*** Dataset records ***
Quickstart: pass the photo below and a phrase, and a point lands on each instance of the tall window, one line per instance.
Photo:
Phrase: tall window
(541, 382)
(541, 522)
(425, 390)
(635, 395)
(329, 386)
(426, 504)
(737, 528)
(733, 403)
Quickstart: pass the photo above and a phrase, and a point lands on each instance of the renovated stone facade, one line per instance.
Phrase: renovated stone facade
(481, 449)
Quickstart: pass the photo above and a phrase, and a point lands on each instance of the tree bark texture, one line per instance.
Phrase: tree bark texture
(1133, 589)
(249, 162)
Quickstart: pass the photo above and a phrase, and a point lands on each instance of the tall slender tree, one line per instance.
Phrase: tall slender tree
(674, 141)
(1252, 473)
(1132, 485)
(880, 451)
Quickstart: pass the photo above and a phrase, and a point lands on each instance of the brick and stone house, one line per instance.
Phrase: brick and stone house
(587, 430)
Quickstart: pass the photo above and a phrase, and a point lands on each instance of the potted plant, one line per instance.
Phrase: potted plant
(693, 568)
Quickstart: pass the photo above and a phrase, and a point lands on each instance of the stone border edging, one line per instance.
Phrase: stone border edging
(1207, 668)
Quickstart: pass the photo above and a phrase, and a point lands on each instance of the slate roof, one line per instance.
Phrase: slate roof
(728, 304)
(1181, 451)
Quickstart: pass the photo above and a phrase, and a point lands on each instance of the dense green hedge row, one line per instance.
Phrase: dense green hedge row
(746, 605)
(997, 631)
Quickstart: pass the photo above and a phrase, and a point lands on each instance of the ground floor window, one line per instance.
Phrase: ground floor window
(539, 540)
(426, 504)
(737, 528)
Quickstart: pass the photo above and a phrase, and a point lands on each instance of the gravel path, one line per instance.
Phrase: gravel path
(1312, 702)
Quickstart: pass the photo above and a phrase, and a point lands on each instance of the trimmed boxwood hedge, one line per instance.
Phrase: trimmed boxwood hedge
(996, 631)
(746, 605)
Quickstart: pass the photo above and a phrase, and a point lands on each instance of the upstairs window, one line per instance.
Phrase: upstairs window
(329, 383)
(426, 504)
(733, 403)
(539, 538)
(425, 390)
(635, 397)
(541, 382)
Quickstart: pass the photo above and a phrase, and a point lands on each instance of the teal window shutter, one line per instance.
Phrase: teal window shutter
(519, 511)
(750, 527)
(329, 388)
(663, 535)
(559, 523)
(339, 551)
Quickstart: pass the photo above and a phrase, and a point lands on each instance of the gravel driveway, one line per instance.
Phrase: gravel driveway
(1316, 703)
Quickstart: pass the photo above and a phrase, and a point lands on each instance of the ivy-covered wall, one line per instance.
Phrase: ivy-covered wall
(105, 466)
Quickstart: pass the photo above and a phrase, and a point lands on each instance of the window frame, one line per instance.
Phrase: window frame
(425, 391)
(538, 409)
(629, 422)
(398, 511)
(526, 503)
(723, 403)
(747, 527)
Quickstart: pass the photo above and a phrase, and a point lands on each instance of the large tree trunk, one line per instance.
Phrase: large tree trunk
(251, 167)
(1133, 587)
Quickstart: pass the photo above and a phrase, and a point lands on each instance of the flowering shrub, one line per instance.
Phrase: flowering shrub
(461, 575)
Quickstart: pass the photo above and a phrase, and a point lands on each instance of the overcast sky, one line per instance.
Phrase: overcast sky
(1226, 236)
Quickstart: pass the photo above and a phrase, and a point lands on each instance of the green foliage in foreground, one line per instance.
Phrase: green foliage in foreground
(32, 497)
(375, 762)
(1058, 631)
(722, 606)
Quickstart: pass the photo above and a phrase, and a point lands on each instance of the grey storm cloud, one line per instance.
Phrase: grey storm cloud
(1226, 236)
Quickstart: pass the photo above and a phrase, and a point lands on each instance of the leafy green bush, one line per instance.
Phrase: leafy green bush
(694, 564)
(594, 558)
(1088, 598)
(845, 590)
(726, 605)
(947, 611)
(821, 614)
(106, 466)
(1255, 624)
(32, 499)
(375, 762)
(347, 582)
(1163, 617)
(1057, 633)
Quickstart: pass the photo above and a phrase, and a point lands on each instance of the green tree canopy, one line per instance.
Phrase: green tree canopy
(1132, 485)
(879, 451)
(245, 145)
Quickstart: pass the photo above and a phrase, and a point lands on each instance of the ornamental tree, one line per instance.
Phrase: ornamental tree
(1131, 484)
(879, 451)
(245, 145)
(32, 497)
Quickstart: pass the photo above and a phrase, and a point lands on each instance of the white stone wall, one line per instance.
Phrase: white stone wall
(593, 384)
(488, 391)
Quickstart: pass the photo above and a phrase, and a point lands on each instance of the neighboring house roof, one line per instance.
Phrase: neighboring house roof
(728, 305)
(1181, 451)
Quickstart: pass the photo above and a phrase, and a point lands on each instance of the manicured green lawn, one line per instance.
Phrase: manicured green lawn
***
**What you have to do:** Extract every line of the items above verbatim, keeping them in their original order.

**The answer:**
Quickstart: pass the photo below and a phrase, and a point lands on each instance of the tall window, one line per instance.
Photo:
Phrase: tall window
(541, 382)
(541, 522)
(425, 390)
(635, 395)
(329, 386)
(426, 504)
(737, 528)
(733, 403)
Quickstart: pass the photo above and a phrase, and a point lands on each instance of the renovated stone facade, one line per instance.
Phrase: renovated stone facade
(481, 449)
Quickstart: pass the photo above and a phrase, and a point lands on each instance of the tree bark texture, one line per instance.
Phrase: tree bark texture
(1133, 589)
(249, 162)
Quickstart: pass the photo above and a phrase, and a point lands on each instance of the tall slender tree, one line per instance.
Phrase: tall slender tree
(674, 141)
(1252, 473)
(1132, 485)
(880, 451)
Quickstart: pass the photo above and a phrase, and a point lands on each instance of the brick and stone house, one line per instance.
Phrase: brick and stone house
(587, 430)
Quickstart: pass the photo above and a phrase, and a point lands on each instance of the potted plant, one line per instance.
Phrase: potted plant
(693, 568)
Quickstart: pass the photo above and a phrase, and a point lands on each instance of the stone border edging, one line per instance.
Phrase: stone border edging
(1207, 668)
Quickstart: pass the photo above and a phrase, and a point lands on each instance of the slate roof, one line per instance.
Phrase: slate roof
(728, 304)
(1181, 451)
Quickstart: pass the photo above and a phrase, and a point lands on each instance of the dense green hedge row, one line per instance.
Phrase: dense green hedge row
(746, 605)
(997, 631)
Quickstart: pass the photo above and a phrase, and a point lands on each instance of the ground floor window, one line per instance.
Phrase: ground floor window
(539, 540)
(426, 504)
(737, 528)
Quickstart: pass the photo above and a phrase, and a point lands on each instance of the gravel path, one line per instance.
Phrase: gravel path
(1312, 702)
Quickstart: pass the photo above and a phrase, and a point lands on each instance of the trimmed boxwood hedge, one line per instance.
Phrase: trimmed boxwood hedge
(996, 631)
(746, 605)
Quickstart: pass the photo above and a phrase, and a point lands on each instance of the upstairs window, one line per instance.
Phrase: upstairs window
(329, 383)
(426, 504)
(733, 403)
(539, 538)
(425, 390)
(635, 397)
(541, 382)
Quickstart: pass the photo above and a phrase, and a point lands on each instance of the teal window shutter, one line per instance.
Phrase: teal window shutter
(519, 511)
(750, 527)
(329, 388)
(663, 535)
(559, 523)
(339, 551)
Quickstart: pass the photo above and a phrase, and a point lands on each instance of the gravel driveway, one line per instance.
Phrase: gravel driveway
(1316, 703)
Quickstart: pass the photo above and a phrase, and a point lands on each instance of the ivy-covered wall, one line per instance.
Phrase: ivy-covered wall
(105, 466)
Quickstart: pass the photo above and a phrase, and a point lands on each instance of the window frame, one line per instance.
Phrase: window frame
(425, 391)
(538, 409)
(629, 422)
(398, 511)
(526, 503)
(723, 403)
(747, 527)
Quickstart: pass the photo above and a phrase, and a point lands on each instance of the large tree trunk, one line per instance.
Phrase: large tree trunk
(251, 167)
(1133, 587)
Quickstart: pass the photo above and a phrase, and a point lands on each instance of the flowering shrub, one line per instance.
Phrase: flowering shrub
(461, 575)
Quickstart: pass the photo above and a phrase, and a point lands on each instance of the overcast sky, one line per instance.
Phrase: overcast sky
(1226, 236)
Quickstart: pass the photo above and a phrase, and a point lands on each instance of the green foliage in foreground, one line per instance.
Phrase: green foliage in foreground
(32, 497)
(375, 762)
(1058, 631)
(722, 606)
Quickstart: pass the photo above and a phrase, and a point lands on each instance of the grey storm cloud, one line per instance.
Phrase: grey storm cloud
(1226, 236)
Quickstart: pass the photo above and a phrase, and a point lands on each instance of the leafy green bush, one line per instance.
Phrase: leafy green bush
(694, 564)
(594, 558)
(1088, 598)
(845, 590)
(726, 605)
(947, 611)
(821, 614)
(106, 466)
(1255, 624)
(32, 499)
(375, 762)
(347, 582)
(1163, 617)
(1057, 633)
Quickstart: pass the photo above and a phrase, and a point lands on each instance of the green tree canopy, one line per instance.
Phrase: green tree canopy
(1132, 485)
(879, 451)
(245, 145)
Quickstart: pass the photo above and a phrase, and a point lands on each instance of the ornamental tree, one line per instance.
Phrase: ornamental tree
(1131, 484)
(879, 451)
(245, 145)
(32, 497)
Quickstart: pass the photo above and a phrase, and a point lands on each instance of the white stone wall, one line per instance.
Phrase: white stone wall
(593, 384)
(488, 391)
Quickstart: pass the photo above and a phrase, and a point lands on each instance of the neighboring house roof, one line per instance.
Phrase: neighboring house roof
(728, 305)
(1181, 451)
Quickstart: pass the photo above and a phrase, and a point lands on each instance of the manicured green lawn, one line per instance.
Phrase: manicured green lawn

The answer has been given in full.